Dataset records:
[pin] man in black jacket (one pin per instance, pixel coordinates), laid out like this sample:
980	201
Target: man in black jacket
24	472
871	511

**PROBLEM DETAILS**: Reproduce every one of the items above word for word, line by line.

**SOLUTION BELOW**:
[pin] man in black jacket (one pin per instance, pixel coordinates), laid out like this sample:
980	201
Target: man in black jacket
24	472
871	511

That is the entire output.